* [TASK]
Rewrite the material from its start through the line containing "(261, 413), (347, 482)", changing every "bounding box" to "rectangle" and keeping everything else the same. Leave the pictures out.
** start of ENTRIES PROVIDED **
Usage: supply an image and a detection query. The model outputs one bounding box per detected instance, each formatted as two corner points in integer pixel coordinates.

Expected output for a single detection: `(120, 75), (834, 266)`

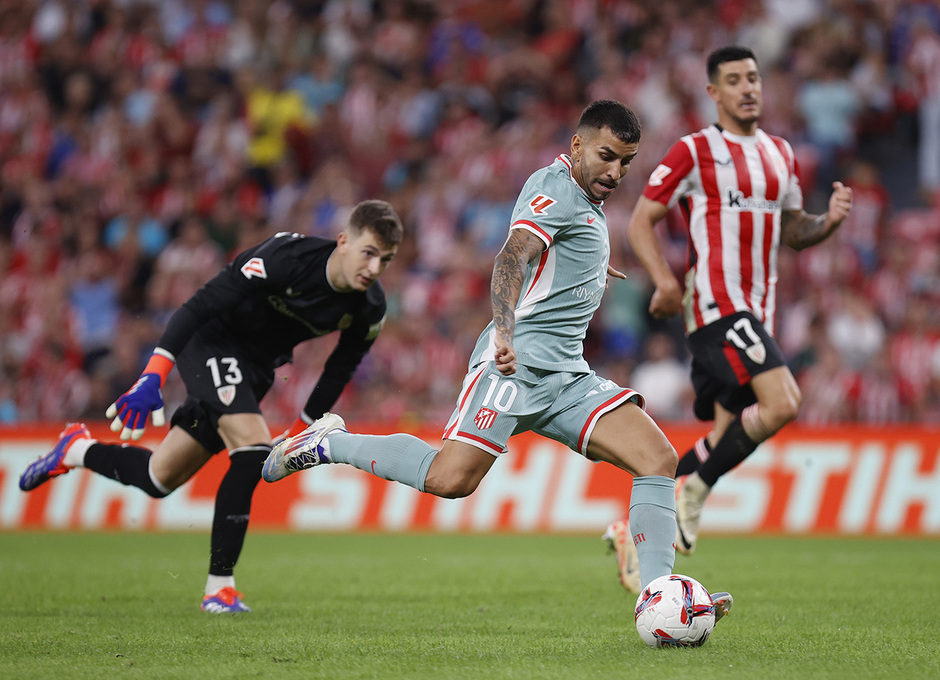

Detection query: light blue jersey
(470, 155), (610, 373)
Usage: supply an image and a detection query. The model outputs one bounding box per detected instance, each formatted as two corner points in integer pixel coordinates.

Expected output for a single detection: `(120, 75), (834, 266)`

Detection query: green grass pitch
(0, 533), (940, 680)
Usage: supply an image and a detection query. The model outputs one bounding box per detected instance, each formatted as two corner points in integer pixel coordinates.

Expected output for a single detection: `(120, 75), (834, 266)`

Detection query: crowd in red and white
(0, 0), (940, 424)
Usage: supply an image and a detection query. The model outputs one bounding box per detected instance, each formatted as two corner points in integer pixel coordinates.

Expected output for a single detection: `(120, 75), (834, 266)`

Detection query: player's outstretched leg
(199, 586), (251, 614)
(676, 472), (711, 555)
(601, 519), (640, 593)
(20, 423), (91, 491)
(712, 593), (734, 623)
(261, 413), (347, 482)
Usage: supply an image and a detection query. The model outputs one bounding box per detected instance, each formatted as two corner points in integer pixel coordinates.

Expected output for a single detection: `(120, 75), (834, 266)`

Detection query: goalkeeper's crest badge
(216, 385), (235, 406)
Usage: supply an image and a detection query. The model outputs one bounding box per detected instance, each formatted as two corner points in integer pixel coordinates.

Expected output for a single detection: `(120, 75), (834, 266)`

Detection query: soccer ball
(636, 574), (715, 647)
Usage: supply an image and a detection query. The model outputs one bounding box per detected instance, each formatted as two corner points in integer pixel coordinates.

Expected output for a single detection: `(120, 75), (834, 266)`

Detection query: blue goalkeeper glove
(105, 353), (173, 441)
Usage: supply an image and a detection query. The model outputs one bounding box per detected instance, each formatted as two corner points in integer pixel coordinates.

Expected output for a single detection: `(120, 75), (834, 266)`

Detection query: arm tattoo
(490, 229), (545, 341)
(780, 211), (838, 250)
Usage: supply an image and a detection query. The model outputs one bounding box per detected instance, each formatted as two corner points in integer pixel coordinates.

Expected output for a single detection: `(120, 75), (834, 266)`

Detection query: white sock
(206, 574), (235, 595)
(62, 437), (98, 467)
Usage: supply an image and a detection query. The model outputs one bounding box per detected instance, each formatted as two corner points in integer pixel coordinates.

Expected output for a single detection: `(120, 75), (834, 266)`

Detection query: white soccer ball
(636, 574), (715, 647)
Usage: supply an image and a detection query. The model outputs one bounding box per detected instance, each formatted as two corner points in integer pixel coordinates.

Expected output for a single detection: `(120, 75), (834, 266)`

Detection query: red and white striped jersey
(643, 125), (803, 335)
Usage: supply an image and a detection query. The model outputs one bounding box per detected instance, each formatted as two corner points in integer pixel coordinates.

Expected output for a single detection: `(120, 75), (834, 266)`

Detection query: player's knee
(433, 476), (480, 498)
(646, 444), (679, 478)
(424, 471), (480, 498)
(760, 389), (803, 432)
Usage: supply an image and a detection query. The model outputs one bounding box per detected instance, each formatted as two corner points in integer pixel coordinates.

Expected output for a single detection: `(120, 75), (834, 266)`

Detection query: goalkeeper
(20, 201), (403, 613)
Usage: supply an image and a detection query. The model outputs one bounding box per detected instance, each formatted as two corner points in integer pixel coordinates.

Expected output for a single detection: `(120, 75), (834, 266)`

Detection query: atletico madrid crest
(473, 407), (496, 430)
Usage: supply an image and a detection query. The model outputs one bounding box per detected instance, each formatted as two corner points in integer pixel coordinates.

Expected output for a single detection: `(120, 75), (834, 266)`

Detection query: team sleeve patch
(239, 257), (268, 279)
(649, 163), (672, 187)
(529, 194), (557, 215)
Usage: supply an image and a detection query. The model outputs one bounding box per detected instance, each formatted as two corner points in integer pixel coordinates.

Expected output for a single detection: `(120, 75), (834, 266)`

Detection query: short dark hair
(349, 199), (405, 246)
(706, 45), (757, 83)
(578, 99), (640, 144)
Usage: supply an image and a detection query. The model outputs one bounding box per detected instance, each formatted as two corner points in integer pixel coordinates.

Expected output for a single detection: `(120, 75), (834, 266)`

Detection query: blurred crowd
(0, 0), (940, 424)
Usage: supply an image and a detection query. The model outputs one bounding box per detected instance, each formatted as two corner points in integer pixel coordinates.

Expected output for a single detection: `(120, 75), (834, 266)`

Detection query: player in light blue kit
(262, 100), (731, 617)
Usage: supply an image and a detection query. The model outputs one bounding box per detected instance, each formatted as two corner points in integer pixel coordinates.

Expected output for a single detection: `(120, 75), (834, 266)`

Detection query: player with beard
(605, 46), (852, 592)
(263, 100), (731, 617)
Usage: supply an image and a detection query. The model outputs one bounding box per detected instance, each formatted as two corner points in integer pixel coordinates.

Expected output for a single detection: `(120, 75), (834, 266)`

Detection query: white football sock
(62, 437), (98, 467)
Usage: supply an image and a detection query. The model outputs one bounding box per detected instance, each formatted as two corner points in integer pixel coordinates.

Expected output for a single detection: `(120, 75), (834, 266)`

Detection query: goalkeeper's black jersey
(159, 232), (386, 417)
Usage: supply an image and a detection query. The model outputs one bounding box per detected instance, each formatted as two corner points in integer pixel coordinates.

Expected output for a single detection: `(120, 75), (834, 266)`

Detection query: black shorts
(170, 333), (274, 453)
(689, 312), (786, 420)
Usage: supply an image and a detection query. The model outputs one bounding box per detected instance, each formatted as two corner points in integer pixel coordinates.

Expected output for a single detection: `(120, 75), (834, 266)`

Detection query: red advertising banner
(0, 423), (940, 536)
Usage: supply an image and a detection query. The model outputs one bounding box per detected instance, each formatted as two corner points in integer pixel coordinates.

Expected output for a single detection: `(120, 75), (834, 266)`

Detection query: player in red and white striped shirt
(627, 47), (852, 568)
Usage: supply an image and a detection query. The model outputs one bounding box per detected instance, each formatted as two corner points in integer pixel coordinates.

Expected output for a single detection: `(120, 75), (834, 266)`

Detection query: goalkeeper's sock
(84, 442), (173, 498)
(206, 444), (271, 580)
(630, 476), (676, 588)
(327, 430), (438, 491)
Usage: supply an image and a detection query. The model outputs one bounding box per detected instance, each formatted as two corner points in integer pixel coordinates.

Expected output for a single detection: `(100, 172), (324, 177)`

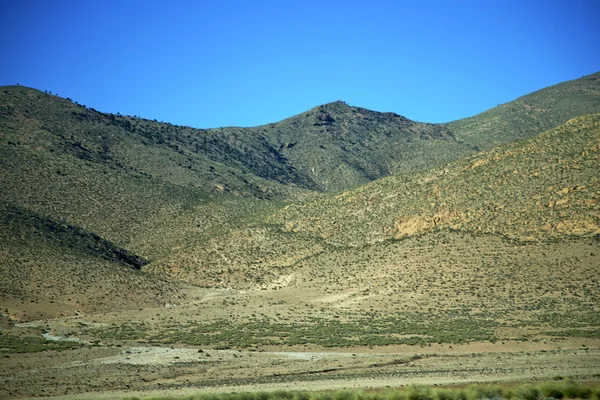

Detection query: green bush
(406, 385), (434, 400)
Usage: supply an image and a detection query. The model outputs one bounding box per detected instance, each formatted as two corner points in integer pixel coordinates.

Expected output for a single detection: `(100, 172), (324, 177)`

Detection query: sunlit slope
(0, 88), (288, 259)
(447, 72), (600, 150)
(269, 114), (600, 245)
(154, 114), (600, 285)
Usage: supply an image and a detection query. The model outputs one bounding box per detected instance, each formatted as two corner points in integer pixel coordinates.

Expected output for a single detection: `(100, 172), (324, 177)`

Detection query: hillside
(152, 114), (600, 285)
(446, 72), (600, 150)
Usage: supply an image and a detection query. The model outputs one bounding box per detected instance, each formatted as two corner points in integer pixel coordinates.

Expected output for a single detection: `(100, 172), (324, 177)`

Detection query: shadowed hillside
(148, 114), (600, 285)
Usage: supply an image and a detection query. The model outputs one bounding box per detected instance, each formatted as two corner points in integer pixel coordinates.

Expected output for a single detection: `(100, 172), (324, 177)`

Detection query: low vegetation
(123, 378), (600, 400)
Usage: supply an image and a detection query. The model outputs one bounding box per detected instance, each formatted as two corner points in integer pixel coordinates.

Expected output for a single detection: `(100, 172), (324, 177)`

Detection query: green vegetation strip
(0, 332), (82, 353)
(87, 314), (496, 348)
(119, 380), (600, 400)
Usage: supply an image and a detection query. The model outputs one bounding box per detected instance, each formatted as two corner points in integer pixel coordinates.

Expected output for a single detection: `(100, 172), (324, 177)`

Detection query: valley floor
(0, 234), (600, 399)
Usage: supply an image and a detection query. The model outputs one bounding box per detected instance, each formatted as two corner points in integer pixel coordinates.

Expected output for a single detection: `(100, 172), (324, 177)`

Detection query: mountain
(446, 72), (600, 150)
(0, 74), (600, 318)
(147, 114), (600, 286)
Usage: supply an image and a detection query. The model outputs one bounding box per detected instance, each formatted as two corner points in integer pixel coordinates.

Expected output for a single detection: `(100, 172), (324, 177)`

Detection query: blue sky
(0, 0), (600, 128)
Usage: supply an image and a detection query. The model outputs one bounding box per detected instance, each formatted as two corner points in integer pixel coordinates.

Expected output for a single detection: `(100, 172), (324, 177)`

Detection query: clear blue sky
(0, 0), (600, 128)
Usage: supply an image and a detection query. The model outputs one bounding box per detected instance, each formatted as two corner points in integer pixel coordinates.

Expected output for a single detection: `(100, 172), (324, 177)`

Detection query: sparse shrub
(406, 385), (434, 400)
(467, 385), (503, 400)
(540, 382), (565, 399)
(514, 386), (540, 400)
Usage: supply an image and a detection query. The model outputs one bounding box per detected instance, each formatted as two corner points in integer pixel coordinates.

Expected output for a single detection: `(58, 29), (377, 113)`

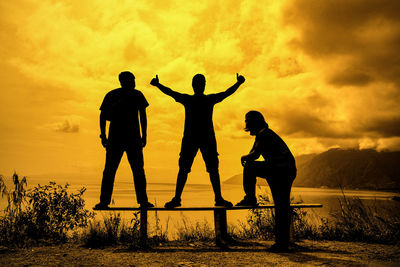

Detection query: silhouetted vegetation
(0, 173), (93, 246)
(238, 193), (400, 244)
(0, 173), (400, 248)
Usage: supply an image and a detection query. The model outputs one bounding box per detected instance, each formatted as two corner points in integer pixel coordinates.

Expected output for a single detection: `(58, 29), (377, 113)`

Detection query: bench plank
(93, 204), (322, 248)
(93, 204), (322, 211)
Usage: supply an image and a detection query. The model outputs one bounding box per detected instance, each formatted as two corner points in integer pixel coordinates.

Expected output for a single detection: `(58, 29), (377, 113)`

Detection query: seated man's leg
(266, 171), (293, 248)
(239, 161), (267, 203)
(126, 146), (148, 204)
(100, 144), (124, 205)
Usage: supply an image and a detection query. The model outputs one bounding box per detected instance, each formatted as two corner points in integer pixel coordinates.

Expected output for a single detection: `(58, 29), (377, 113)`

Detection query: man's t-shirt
(100, 88), (149, 144)
(252, 128), (296, 169)
(172, 92), (225, 140)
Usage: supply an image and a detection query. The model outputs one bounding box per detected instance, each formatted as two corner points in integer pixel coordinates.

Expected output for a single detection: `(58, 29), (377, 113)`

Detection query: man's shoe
(215, 199), (233, 208)
(93, 202), (109, 210)
(140, 201), (154, 209)
(266, 243), (290, 252)
(235, 198), (258, 207)
(164, 198), (181, 209)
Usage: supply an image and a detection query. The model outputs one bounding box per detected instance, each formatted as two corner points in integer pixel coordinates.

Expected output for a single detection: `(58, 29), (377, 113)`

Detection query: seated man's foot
(164, 197), (181, 209)
(93, 202), (109, 210)
(235, 197), (258, 207)
(215, 199), (233, 208)
(140, 201), (154, 208)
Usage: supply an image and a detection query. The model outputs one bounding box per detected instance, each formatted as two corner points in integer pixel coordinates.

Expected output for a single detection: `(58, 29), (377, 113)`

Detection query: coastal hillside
(224, 149), (400, 190)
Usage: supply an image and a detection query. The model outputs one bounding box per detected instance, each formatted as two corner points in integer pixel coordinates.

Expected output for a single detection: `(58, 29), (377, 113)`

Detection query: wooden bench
(93, 204), (322, 247)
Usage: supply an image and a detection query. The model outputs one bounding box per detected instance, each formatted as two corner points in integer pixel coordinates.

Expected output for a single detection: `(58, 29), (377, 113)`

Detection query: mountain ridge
(223, 148), (400, 190)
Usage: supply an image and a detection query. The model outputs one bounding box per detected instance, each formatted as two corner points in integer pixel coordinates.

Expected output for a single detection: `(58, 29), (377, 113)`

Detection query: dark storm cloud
(356, 115), (400, 137)
(283, 0), (400, 86)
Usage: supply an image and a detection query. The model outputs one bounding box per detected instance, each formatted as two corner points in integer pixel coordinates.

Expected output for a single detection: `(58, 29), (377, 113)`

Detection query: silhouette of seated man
(150, 74), (245, 208)
(236, 111), (297, 250)
(95, 71), (154, 209)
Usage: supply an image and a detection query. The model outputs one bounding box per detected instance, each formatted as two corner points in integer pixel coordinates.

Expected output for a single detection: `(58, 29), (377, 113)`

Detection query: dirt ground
(0, 240), (400, 266)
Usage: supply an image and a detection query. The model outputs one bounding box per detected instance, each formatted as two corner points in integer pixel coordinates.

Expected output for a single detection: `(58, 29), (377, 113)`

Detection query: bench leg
(139, 209), (147, 248)
(214, 209), (228, 247)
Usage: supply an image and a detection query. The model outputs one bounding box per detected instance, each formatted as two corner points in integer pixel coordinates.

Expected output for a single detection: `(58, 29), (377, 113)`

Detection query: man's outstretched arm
(216, 73), (246, 102)
(139, 108), (147, 147)
(150, 75), (182, 100)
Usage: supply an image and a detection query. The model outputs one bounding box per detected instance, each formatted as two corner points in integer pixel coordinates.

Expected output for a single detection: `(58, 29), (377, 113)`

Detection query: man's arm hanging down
(139, 108), (147, 147)
(100, 111), (107, 148)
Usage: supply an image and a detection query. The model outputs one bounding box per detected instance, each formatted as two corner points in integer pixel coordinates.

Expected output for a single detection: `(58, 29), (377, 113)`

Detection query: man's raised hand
(236, 73), (246, 83)
(150, 75), (160, 86)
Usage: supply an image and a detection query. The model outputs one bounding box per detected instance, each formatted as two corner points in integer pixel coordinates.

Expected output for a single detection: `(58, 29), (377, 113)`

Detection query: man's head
(244, 110), (268, 135)
(192, 74), (206, 94)
(118, 71), (136, 89)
** end of ENTRIES PROVIDED **
* [WRITTEN ANSWER]
Usage: supply an image and a detection query. The model outputs one rectangle per detected instance, each formatted as two corner points in integer pixel coordinates.

Expected output for a single detection: `(120, 75), (834, 266)`


Detection query: light blue jersey
(470, 155), (610, 373)
Usage: supply an image and a detection query. The model outputs one rectangle per detected instance, each formatted as two corner points in integer pixel coordinates.

Expected output for a single detection: `(120, 75), (834, 266)`

Detection query: green grass pitch
(0, 533), (940, 680)
Usage: supply an image and a detection query. The model outputs one rectangle per detected instance, each formatted as two corner points in integer pixel coordinates.

Expected output for a single detection: `(120, 75), (834, 266)`

Detection query: crowd in red and white
(0, 0), (940, 424)
Usage: supply an image and a detection query. The model outputs one rectangle per detected instance, each formatted as two corner points in integer pixel coordinates.

Expected output for a single detection: `(120, 75), (834, 266)`

Detection query: player's outstretched leg
(199, 586), (251, 614)
(676, 472), (711, 555)
(601, 519), (640, 593)
(20, 423), (91, 491)
(712, 593), (734, 623)
(261, 413), (347, 482)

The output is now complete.